**记录摘录:**
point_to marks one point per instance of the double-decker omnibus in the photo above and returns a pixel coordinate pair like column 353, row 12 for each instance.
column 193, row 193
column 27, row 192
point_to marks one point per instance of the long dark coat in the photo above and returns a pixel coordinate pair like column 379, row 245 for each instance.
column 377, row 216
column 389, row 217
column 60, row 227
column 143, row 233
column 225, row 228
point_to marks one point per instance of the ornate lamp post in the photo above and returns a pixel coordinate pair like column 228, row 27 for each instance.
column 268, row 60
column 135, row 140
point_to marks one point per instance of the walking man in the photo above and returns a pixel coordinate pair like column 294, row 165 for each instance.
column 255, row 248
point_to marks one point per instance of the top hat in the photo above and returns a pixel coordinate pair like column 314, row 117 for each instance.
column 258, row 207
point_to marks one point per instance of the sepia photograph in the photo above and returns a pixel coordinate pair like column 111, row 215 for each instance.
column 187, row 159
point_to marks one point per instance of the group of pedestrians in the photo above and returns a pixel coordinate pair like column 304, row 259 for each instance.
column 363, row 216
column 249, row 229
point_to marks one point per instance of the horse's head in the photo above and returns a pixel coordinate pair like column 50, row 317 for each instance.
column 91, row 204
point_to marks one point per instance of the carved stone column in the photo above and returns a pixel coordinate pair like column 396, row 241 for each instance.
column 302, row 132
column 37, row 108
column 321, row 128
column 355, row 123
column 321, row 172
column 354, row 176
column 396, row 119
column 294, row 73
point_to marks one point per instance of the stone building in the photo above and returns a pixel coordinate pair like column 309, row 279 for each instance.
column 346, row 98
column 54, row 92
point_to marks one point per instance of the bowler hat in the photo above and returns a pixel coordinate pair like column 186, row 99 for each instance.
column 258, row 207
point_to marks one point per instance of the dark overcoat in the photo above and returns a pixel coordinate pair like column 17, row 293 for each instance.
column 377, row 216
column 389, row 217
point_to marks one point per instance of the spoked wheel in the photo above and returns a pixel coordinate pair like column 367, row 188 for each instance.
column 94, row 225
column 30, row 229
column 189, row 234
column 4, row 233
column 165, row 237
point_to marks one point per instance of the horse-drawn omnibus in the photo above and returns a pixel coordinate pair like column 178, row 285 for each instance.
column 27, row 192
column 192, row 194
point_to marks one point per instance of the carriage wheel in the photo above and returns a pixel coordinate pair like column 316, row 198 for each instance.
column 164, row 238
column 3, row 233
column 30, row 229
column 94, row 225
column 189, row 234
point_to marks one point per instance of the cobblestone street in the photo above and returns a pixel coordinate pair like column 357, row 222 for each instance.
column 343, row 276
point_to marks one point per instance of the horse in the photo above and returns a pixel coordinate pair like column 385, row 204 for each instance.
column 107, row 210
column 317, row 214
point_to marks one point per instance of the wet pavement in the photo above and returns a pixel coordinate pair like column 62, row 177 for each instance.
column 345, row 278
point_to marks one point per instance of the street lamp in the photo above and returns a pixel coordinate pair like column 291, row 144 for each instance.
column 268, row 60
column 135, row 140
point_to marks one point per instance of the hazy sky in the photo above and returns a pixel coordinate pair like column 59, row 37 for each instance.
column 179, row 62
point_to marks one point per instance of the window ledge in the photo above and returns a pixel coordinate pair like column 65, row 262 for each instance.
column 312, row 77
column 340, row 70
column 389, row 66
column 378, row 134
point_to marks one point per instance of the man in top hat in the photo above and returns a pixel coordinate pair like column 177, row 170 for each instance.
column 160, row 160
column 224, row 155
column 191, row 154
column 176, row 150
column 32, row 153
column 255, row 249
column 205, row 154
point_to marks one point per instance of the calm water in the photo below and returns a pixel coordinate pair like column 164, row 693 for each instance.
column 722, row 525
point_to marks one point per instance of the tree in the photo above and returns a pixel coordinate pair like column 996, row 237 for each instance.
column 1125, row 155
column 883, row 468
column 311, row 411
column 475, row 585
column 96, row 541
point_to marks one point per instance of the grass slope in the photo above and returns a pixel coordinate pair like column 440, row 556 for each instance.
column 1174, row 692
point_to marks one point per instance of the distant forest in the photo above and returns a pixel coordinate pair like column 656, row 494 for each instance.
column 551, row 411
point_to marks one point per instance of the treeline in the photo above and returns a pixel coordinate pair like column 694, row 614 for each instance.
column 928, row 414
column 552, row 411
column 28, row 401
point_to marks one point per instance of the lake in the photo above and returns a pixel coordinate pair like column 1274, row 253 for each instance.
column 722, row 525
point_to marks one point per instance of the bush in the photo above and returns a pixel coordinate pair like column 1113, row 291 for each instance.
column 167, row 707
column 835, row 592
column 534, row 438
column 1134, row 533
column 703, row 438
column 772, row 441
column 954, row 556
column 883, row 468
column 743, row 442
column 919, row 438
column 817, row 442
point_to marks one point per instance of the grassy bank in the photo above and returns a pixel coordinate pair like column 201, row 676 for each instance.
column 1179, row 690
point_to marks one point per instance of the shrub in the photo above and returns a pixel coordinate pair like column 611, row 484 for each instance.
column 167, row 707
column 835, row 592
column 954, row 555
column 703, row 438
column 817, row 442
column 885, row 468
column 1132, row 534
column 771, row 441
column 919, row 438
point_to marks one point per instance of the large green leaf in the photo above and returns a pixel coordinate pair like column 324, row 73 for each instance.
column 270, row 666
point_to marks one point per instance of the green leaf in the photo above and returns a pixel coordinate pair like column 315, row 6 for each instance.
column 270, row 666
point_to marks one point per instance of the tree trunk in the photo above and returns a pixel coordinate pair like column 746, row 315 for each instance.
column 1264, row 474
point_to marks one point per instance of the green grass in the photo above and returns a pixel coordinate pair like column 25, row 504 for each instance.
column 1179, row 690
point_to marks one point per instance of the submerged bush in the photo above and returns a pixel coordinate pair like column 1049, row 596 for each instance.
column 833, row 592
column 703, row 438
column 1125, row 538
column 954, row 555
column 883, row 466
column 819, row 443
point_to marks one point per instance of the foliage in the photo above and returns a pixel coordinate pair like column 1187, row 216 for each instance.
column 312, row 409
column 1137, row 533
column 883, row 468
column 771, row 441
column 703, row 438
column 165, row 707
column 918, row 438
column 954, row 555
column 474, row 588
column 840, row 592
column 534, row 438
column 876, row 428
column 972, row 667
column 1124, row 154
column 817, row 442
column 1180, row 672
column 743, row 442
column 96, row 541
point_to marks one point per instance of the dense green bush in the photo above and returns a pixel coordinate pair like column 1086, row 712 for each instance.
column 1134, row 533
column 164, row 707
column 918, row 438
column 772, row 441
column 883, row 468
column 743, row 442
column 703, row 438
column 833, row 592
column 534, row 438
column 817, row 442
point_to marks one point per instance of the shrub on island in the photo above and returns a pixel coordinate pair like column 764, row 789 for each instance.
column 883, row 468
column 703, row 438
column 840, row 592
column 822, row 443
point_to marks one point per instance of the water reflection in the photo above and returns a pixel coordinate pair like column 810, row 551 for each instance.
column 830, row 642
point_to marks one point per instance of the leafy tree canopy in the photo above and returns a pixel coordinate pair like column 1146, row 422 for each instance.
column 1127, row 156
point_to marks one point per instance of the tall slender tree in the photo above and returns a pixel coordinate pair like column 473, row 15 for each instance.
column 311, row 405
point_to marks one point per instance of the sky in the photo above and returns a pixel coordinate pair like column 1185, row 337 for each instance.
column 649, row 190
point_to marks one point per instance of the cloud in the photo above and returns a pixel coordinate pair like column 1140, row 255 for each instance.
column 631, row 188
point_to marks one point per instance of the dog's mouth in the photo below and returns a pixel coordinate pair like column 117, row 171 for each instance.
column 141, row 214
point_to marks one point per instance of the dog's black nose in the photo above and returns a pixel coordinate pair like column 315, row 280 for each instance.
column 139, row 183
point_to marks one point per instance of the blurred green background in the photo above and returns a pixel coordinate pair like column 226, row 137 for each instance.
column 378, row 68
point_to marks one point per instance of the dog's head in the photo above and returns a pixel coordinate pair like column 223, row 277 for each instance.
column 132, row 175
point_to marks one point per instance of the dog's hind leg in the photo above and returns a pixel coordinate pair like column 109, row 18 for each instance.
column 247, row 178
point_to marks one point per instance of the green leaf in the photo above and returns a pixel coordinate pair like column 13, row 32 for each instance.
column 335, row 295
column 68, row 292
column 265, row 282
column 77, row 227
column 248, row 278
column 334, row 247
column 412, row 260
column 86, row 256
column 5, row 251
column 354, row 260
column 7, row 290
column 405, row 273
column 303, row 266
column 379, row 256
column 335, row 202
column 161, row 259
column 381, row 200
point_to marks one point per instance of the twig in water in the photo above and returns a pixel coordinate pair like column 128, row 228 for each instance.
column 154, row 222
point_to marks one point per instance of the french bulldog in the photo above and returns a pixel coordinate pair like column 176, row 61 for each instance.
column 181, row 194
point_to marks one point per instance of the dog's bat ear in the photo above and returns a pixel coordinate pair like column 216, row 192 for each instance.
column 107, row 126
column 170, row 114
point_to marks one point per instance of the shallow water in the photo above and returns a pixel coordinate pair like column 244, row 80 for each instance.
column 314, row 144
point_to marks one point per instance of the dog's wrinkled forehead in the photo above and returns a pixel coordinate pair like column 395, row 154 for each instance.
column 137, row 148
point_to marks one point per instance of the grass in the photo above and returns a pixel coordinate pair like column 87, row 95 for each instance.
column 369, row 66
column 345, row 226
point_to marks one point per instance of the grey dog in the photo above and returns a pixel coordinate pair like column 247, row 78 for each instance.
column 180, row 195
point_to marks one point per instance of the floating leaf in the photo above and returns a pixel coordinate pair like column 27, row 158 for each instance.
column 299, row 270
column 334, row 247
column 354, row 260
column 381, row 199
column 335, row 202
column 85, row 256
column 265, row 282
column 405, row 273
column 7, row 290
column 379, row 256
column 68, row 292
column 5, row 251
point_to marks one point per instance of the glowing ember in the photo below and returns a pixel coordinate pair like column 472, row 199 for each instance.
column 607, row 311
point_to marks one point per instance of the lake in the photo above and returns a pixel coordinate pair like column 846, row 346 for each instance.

**书面练习:**
把上方记录中从含有“point_to marks one point per instance of the french”的一行到含有“column 137, row 148”的一行（首尾两行都算在内）改写成 Markdown 表格，列名为“序号”和“记录行”。每行记录在表中占一行，空行略去。

**参考答案:**
| 序号 | 记录行 |
|---|---|
| 1 | point_to marks one point per instance of the french bulldog in the photo above and returns a pixel coordinate pair like column 176, row 61 for each instance. |
| 2 | column 181, row 194 |
| 3 | point_to marks one point per instance of the dog's bat ear in the photo above and returns a pixel coordinate pair like column 216, row 192 for each instance. |
| 4 | column 107, row 126 |
| 5 | column 170, row 114 |
| 6 | point_to marks one point per instance of the shallow water in the photo above and returns a pixel coordinate pair like column 244, row 80 for each instance. |
| 7 | column 314, row 144 |
| 8 | point_to marks one point per instance of the dog's wrinkled forehead in the photo above and returns a pixel coordinate pair like column 395, row 154 for each instance. |
| 9 | column 137, row 148 |